# PAGE EXCERPT:
-- start --

Update! Jurassic Quest has been renamed for 2015 and is now called "Discover the Dinosaurs".

I had to know more about Jurassic Quest.

Jurassic Quest, also known as "Return of the Dinosaurs" is a travelling show of big, animatronic (moving) dinosaur models. Who doesn't love dinosaurs? Imagine walking amongst huge animals like the monsters in Jurassic Park.

A history of disappointment in travelling shows has ingrained in me a deep skepticism. My girlfriend Suzi had already bought tickets for herself and her son. Social circle inertia was pulling me towards the event, but I hate feeling ripped off, so I scoured the web looking for black clouds and warnings about this gypsy event.

The JQ website had a handful of photos of their dinosaur models, advertising them as realistic, life size and animated. The website also quoted ticket prices and promised "more than 50 realistic dinosaurs". Yelp reviews were split 50/50 between "good" and "rip-off".

Tickets were $14 for kids, $18 for adults. These prices were higher than the price for the California State Fair, a huge event at this venue, so my expectations were high.

No, no they weren't. My expectations were that the event would be utterly underwhelming.

I took a closer look at the avenues for complaints.
1. The street address in Spring, Texas led to a post office box.
2. information@jurassicquest.com bounced. The email address wasn't configured.
3. Phone calls went directly to voicemail.

This was concerning, but to be honest, I was intregued by the prospect of executing an appropriate reaction to getting ripped off by a travelling dino show. I could always write a bad review, and I accepted that this would be good enough.

-- end --

# GIVEN INFORMATION:
-- start --

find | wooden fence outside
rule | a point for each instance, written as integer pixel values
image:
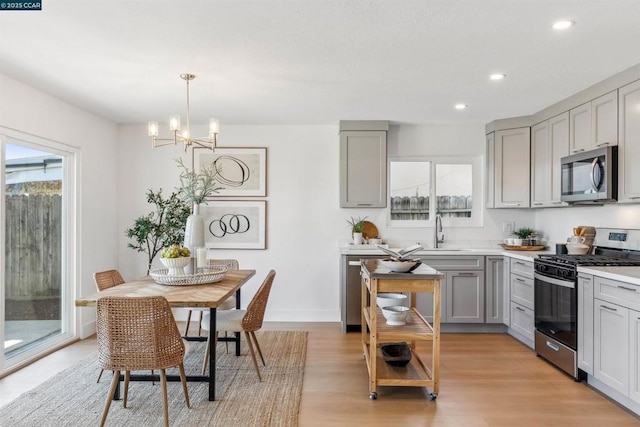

-- end --

# EXERCISE REQUIREMENTS:
1. Answer each question from the Jurassic Quest account.
(a) What is the show called for 2015?
(b) How much did an adult ticket cost?
(c) Where did the street address in Spring, Texas lead?
2. Does each statement agree with the Jurassic Quest account? Answer yes or no and quote the words that decide it.
(a) Most Yelp reviews of the show were positive.
(b) The JQ website described its dinosaur models as life size.
(c) Phone calls to the show reached a staff member.
3. Continue the Jurassic Quest account after its last sentence.

# RESULTS OF THE TASKS:
1.
(a) "Discover the Dinosaurs"
(b) $18
(c) To a post office box

2.
(a) No: "Yelp reviews were split 50/50 between "good" and "rip-off"."
(b) Yes: "advertising them as realistic, life size and animated"
(c) No: "Phone calls went directly to voicemail."

3.
The day before the show, I was still undecided about attending. I had a plan: Exit interviews. I'd swing by Cal Expo to catch families as they left the dinosaur show, and ask for their opinions.


I arrived about 30 minutes before 5pm, and was met by dozens of families streaming out of the exits. It was awesome.

Here are all of the responses:

The negative reviews are much more eye-catching, aren't they? Don't let that completely obscure the generous field of "good" reviews.

Wearing jeans and a polo shirt, I realized I probably appeared to be an employee of the exhibit, conducting a little opinion poll at the exit. This may have tempered people's responses. The most critical responses came from people who had a moment to consider their response. Often I'd approach two parents, get a "good!" review from the first respondant, and get a "terrible, rip off" response from the second parent.

It was fascinating. I loved being there, collecting all of this raw data which was streaming out of the exits.

And yet, despite all the signs, all the warnings, I went anyway, and dragged, literally dragged my six and eight year old kids along for the adventure.

Kids (and everyone else) would have noted my skepticism about the event, which probably would have influenced them and soured their experience. I was determined to keep a good attitude about the show, or at least to keep the impression of a good attitude about the show.

On Sunday morning, we bought tickets and walked right in. There were two types of tickets for chidren, $14 tickets and $23 "VIP" tickets, which alllowed unlimited access to the dinosaur rides, the bounce houses and the archelogical dig exhibit. Kids without a VIP wristband would need to buy a $5 ticket to experience a ride or to visit one of the bounce houses.

The exhibition was in and around two buildings at Cal Expo in Sacramento. The C building and in a very large plastic hangar building.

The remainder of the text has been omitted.